* _REQUIRED TASK_:
In the passage on Mario Balotelli below, write out the text from "It may not have" up to and including "maybe historic virility.", substituting "pineapple" for "banana".

* _SELECTED PASSAGE_:
┌──

It may not have been universally noted but Mario Balotelli did hint at one perilous moment. He got hold of a giant model banana and appeared to be toying with a rather blunt expression of Manchester City's new and maybe historic virility.

But then, it was confirmed quickly enough, this was indeed a time, however fleeting, when all of his demons had been gathered together and whipped into submission.

As his team captured what might prove to be the first day of the rest of their lives, it was as though he too was drawing a line in some rather seriously scuffed sand. What he found in the desert of quite a lot of his past may just have been a strangely compelling power to re-shape it.

It was, like so much of Balotelli's virtuoso performance, an example of exquisite timing.

We already had copious evidence that he could be bad, or at least ungovernably eccentric, but what we didn't have any reason to know was that he could also be so very good in such a sustained and disciplined way.

Certainly his post-match assertion that he had made a conscious effort to be part of the team, rather than an alien presence beamed down from who knew quite where, had been underpinned in the only place that matters – out on the field.

└──

* _SOURCE DATA_:
┌──

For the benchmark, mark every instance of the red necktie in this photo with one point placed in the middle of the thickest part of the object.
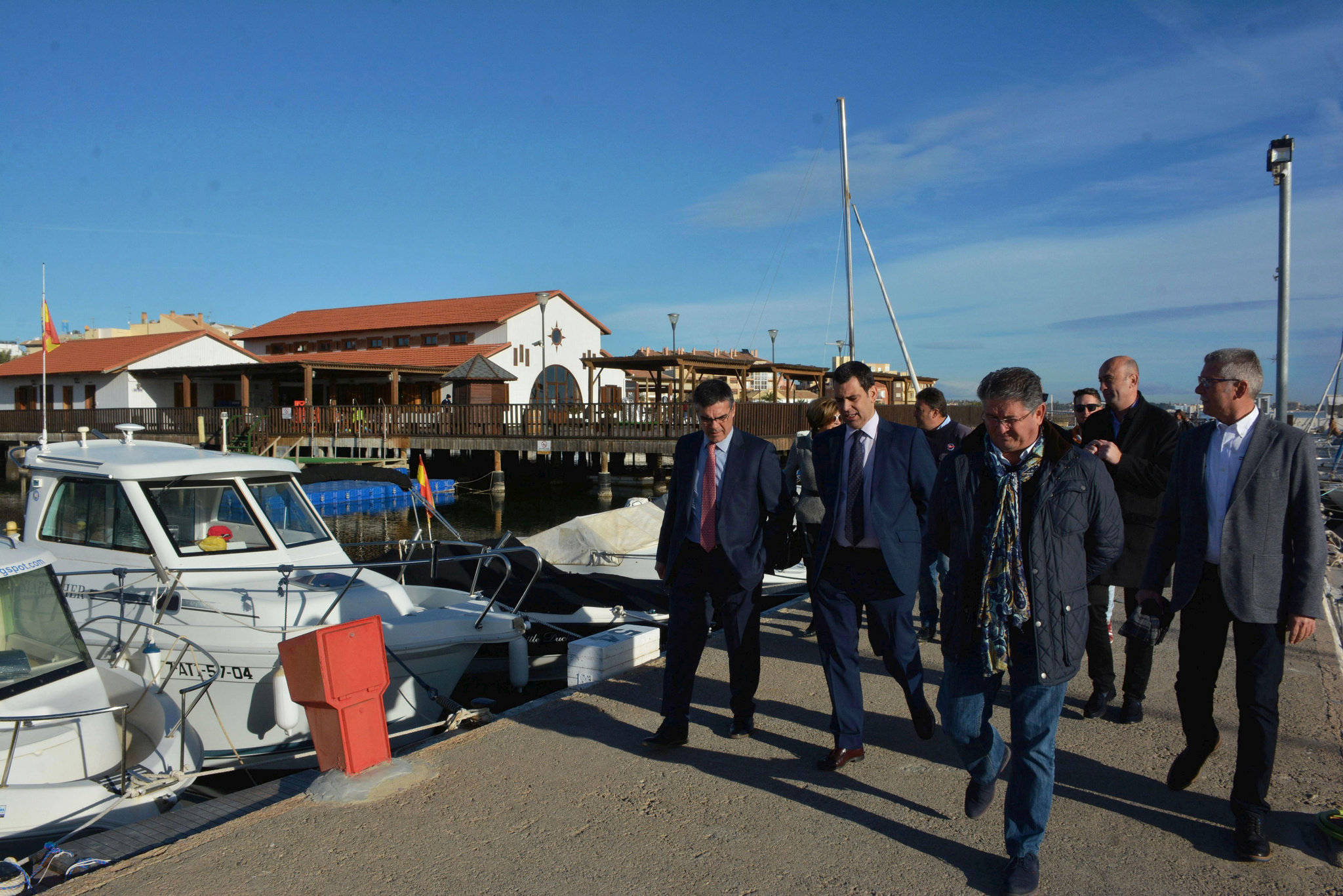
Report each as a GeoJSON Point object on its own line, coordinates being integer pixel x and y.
{"type": "Point", "coordinates": [708, 496]}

└──

* _COMPLETED TASK_:
It may not have been universally noted but Mario Balotelli did hint at one perilous moment. He got hold of a giant model pineapple and appeared to be toying with a rather blunt expression of Manchester City's new and maybe historic virility.